= PROBLEM TO WORK ON =
Rewrite the records from the start through the line containing "point(63, 388)", replacing "Match-analytics pass" with "Annotation pass" and keeping everything else the same.

= RECORDS TO PROCESS =
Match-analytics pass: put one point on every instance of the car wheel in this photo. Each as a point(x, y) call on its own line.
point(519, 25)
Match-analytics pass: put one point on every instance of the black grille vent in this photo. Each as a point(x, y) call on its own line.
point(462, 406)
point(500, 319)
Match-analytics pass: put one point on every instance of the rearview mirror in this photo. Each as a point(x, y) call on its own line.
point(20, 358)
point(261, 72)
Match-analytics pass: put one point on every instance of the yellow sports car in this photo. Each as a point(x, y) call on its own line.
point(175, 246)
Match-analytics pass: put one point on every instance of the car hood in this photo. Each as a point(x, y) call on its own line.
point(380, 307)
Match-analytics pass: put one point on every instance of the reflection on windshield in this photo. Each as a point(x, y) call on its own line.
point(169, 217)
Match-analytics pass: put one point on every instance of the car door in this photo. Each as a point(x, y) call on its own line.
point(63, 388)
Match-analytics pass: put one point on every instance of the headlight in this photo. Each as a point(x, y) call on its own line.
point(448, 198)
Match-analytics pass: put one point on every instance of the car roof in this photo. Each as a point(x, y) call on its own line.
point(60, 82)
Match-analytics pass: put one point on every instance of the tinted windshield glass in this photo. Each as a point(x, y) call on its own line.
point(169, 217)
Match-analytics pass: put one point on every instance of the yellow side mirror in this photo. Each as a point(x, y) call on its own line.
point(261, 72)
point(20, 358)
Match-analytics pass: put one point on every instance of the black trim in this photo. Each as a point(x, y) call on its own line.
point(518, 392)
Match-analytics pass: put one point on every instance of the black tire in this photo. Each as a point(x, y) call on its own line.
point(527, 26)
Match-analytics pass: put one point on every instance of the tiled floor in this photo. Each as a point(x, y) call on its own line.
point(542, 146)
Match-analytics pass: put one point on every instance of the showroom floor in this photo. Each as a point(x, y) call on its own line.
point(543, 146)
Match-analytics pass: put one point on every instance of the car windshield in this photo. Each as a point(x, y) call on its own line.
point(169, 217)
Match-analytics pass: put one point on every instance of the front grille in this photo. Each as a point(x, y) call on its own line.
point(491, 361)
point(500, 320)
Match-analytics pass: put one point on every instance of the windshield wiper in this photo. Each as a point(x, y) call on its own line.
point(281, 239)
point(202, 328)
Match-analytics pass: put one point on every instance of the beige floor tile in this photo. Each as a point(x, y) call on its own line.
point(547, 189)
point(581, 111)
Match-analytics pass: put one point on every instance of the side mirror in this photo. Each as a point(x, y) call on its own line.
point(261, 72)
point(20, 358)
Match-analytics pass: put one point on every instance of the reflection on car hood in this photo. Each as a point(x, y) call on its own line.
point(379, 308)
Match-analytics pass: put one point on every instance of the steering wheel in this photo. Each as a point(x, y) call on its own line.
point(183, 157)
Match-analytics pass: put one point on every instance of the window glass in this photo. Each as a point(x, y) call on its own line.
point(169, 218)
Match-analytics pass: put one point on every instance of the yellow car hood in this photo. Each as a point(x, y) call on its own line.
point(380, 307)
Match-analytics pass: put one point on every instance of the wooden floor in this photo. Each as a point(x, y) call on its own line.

= TASK ANSWER =
Annotation pass: put one point on every instance of the car wheel in this photo. Each as a point(x, y) call on its own line.
point(519, 25)
Annotation pass: put one point on every instance of the black grille vent in this photo. Each as a point(x, y) call on its own line.
point(462, 406)
point(500, 319)
Annotation pass: put one point on every instance of the rearview mirror in this photo. Each as a point(x, y) call on its own line.
point(20, 358)
point(261, 72)
Annotation pass: put one point on every instance of the yellow sports car in this photo. Each as a point(x, y) call on its own line.
point(175, 246)
Annotation pass: put one point on every instance of the car hood in this photo. Each as a point(x, y) call on its own line.
point(380, 307)
Annotation pass: put one point on every instance of the reflection on windshield in this photo. Each as a point(x, y) call on its own line.
point(169, 217)
Annotation pass: put one point on every instance of the car door in this photo. Each as a point(x, y) call on its own line.
point(63, 388)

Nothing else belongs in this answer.